List every line of the entries below that contains the word "octopus".

-------- Extracted records --------

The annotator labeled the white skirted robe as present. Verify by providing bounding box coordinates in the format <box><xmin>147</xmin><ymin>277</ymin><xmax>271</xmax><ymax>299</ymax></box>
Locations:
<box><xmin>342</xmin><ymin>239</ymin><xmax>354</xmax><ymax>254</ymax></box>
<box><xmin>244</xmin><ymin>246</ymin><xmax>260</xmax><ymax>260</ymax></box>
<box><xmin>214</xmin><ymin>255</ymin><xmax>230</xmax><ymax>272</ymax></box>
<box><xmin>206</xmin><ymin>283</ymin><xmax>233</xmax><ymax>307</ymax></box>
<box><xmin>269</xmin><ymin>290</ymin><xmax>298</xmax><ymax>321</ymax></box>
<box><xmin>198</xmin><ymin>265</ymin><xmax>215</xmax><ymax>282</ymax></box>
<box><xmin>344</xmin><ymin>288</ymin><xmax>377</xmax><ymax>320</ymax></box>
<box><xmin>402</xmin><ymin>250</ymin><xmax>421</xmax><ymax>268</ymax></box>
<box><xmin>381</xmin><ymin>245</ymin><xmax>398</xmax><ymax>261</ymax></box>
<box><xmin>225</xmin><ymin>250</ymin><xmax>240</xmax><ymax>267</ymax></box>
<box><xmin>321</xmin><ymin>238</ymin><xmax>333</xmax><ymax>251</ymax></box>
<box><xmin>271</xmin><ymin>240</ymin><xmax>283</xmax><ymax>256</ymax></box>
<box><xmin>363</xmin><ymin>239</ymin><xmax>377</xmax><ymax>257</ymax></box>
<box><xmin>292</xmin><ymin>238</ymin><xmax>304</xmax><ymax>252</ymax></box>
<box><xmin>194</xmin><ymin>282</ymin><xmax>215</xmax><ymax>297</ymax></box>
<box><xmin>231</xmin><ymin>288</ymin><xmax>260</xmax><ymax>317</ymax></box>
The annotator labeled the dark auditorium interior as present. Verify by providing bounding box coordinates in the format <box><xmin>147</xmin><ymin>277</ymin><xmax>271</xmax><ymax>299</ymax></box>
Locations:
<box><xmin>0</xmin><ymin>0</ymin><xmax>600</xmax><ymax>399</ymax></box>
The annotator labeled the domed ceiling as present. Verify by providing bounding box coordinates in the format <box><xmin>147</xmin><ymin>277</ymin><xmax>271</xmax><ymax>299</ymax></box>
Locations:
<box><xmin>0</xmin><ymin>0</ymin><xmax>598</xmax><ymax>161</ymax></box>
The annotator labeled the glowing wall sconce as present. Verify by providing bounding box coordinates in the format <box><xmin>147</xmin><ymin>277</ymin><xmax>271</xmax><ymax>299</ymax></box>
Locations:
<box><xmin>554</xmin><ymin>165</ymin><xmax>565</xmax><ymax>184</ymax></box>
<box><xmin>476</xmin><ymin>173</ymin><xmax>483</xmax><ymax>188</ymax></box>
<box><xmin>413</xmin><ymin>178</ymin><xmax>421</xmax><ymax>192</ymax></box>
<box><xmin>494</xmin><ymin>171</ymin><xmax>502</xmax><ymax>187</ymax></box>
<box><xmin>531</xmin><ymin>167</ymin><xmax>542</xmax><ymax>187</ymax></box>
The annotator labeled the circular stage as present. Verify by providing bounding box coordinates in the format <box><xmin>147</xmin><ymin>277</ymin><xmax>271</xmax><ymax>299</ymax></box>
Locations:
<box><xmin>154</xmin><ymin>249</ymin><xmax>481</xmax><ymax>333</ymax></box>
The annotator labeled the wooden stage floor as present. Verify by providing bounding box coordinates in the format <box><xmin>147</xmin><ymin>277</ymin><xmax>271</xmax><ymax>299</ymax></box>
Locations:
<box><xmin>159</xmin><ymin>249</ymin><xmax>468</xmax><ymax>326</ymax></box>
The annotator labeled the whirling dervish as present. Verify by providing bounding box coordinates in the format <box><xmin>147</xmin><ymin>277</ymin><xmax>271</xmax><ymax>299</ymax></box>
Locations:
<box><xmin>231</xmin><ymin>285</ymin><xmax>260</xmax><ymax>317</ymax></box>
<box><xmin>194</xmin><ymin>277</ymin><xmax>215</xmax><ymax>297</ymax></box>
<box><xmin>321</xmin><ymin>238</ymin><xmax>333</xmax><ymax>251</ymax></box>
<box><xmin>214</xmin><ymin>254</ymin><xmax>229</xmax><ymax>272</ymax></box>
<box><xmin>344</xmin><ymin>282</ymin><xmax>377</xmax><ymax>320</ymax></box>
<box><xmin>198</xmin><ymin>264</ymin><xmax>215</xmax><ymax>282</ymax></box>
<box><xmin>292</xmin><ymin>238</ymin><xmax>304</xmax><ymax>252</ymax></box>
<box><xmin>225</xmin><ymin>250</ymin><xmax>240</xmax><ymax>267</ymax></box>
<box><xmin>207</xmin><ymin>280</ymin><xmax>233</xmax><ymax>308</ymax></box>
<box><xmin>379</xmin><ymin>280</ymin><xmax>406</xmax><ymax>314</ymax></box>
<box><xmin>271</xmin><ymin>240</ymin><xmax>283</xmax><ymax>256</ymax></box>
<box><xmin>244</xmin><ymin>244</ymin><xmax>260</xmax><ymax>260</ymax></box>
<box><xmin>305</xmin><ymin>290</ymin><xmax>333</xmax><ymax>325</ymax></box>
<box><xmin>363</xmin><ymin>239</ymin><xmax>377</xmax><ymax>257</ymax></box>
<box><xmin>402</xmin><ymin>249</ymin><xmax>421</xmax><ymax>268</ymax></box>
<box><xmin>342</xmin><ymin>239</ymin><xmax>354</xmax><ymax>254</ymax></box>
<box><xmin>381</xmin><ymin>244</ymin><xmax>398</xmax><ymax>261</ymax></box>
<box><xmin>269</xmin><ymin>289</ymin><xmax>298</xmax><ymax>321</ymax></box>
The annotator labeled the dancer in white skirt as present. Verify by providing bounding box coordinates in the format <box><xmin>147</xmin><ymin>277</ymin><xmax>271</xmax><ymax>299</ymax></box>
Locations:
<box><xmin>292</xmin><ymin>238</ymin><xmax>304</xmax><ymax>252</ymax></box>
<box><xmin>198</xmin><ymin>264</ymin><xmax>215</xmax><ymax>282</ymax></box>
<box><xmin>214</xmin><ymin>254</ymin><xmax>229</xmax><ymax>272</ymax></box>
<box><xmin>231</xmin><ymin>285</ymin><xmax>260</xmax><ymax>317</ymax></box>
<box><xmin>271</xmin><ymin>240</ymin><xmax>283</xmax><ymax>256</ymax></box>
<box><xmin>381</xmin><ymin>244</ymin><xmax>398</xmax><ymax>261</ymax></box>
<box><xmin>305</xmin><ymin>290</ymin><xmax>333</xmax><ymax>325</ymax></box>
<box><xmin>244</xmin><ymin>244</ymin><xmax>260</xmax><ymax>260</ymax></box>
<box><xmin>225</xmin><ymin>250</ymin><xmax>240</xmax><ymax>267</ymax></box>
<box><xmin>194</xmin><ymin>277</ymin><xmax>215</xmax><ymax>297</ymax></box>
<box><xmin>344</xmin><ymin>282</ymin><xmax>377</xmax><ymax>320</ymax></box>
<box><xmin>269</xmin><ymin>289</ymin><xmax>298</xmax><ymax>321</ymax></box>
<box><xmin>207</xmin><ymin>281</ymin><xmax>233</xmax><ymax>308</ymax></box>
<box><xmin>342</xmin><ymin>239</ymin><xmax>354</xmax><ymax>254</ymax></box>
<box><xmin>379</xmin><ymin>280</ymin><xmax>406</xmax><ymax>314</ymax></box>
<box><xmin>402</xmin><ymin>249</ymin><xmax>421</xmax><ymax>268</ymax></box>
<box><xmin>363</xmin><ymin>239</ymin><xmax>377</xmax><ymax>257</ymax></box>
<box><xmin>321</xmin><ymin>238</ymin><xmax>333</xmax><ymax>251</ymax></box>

--------
-------- Extracted records --------

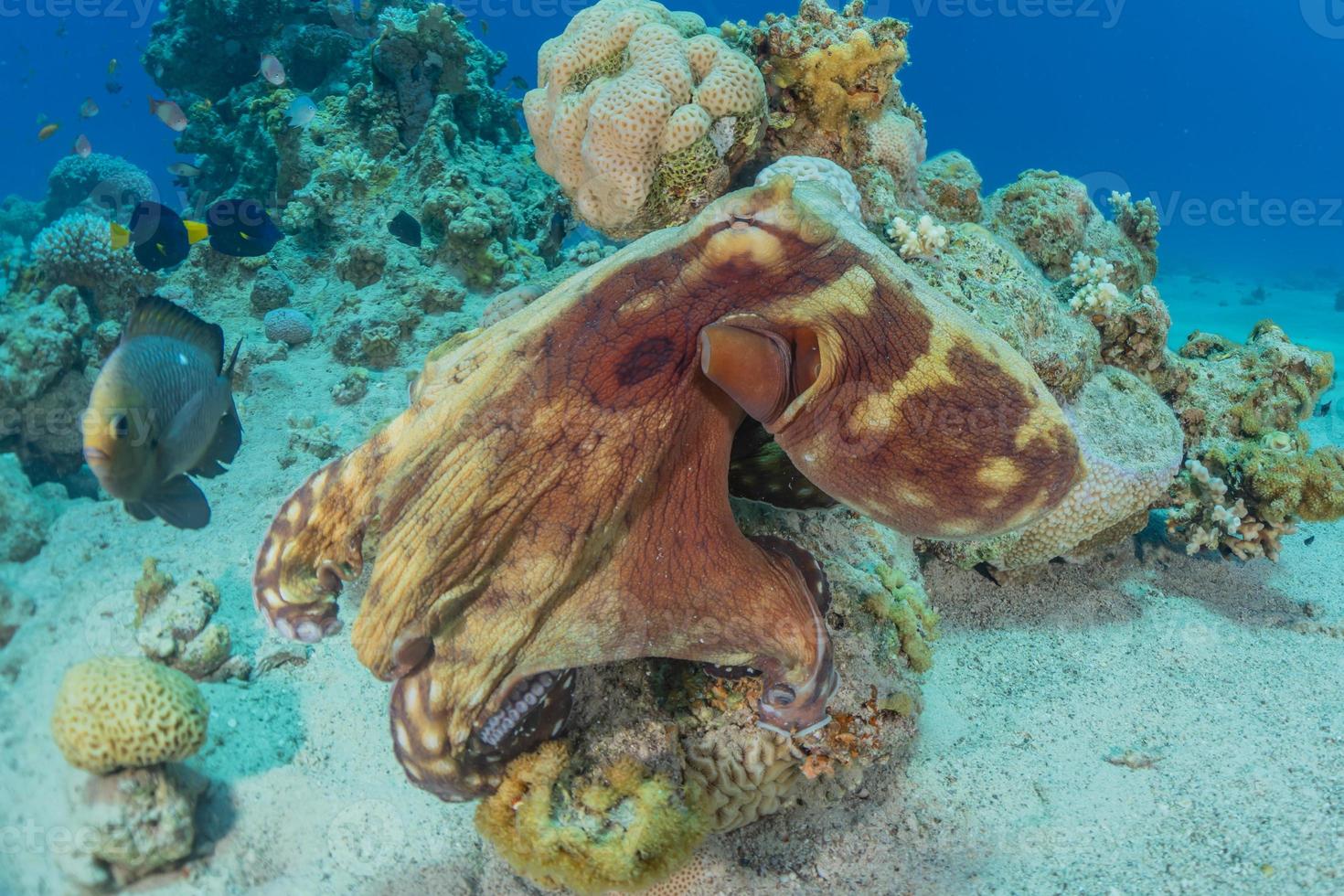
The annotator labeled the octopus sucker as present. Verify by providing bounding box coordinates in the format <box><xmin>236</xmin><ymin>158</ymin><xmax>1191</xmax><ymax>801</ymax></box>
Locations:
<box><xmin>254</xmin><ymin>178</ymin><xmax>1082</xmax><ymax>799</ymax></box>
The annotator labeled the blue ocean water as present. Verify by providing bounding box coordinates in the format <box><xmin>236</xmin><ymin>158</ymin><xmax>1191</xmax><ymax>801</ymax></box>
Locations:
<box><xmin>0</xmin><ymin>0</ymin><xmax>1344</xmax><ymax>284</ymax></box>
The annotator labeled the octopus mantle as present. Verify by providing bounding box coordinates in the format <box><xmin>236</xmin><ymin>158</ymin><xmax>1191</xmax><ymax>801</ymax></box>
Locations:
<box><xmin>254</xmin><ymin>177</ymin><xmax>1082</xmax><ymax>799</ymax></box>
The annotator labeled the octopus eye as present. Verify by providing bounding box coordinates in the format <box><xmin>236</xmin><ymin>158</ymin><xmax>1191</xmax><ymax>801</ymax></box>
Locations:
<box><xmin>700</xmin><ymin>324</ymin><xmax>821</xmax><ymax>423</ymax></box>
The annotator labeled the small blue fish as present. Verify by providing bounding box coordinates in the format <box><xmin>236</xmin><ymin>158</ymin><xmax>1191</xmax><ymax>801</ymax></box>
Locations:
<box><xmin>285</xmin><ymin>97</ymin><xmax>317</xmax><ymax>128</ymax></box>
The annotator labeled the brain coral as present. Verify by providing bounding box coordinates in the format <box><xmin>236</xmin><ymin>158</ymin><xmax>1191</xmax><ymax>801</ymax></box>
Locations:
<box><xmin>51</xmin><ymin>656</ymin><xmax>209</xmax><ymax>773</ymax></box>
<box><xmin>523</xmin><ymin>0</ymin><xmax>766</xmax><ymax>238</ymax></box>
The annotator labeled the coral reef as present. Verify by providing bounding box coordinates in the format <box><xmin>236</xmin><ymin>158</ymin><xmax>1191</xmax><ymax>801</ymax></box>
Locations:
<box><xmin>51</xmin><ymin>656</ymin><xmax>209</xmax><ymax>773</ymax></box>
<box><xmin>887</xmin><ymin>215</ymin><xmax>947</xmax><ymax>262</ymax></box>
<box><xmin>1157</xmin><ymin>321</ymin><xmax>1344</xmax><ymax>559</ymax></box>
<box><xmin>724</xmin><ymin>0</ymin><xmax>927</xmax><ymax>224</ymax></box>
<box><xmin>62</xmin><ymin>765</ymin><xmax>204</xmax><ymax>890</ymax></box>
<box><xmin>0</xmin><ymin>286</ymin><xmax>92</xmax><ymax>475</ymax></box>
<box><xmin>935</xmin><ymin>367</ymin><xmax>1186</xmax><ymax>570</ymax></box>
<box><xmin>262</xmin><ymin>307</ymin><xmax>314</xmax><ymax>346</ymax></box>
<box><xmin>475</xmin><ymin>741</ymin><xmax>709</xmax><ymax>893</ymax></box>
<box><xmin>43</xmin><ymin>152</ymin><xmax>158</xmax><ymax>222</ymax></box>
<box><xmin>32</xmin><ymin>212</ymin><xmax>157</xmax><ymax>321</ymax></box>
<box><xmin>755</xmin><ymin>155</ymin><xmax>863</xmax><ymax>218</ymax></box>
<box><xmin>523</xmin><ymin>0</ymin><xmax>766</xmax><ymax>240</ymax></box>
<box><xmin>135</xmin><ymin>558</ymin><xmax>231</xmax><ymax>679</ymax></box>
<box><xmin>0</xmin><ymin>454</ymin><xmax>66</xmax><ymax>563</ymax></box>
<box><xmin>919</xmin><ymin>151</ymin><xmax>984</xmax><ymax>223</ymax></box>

--------

Response:
The annotator labeled the octopus sucker as present. Verify by providing bounding box coordinates in the format <box><xmin>236</xmin><ymin>158</ymin><xmax>1191</xmax><ymax>801</ymax></box>
The annotator labeled the octopus mantle as present. Verify by providing bounding box coordinates in the format <box><xmin>236</xmin><ymin>158</ymin><xmax>1191</xmax><ymax>801</ymax></box>
The annotator labeled the octopus eye as present. Verify by providing bounding box coordinates in the format <box><xmin>236</xmin><ymin>158</ymin><xmax>1191</xmax><ymax>801</ymax></box>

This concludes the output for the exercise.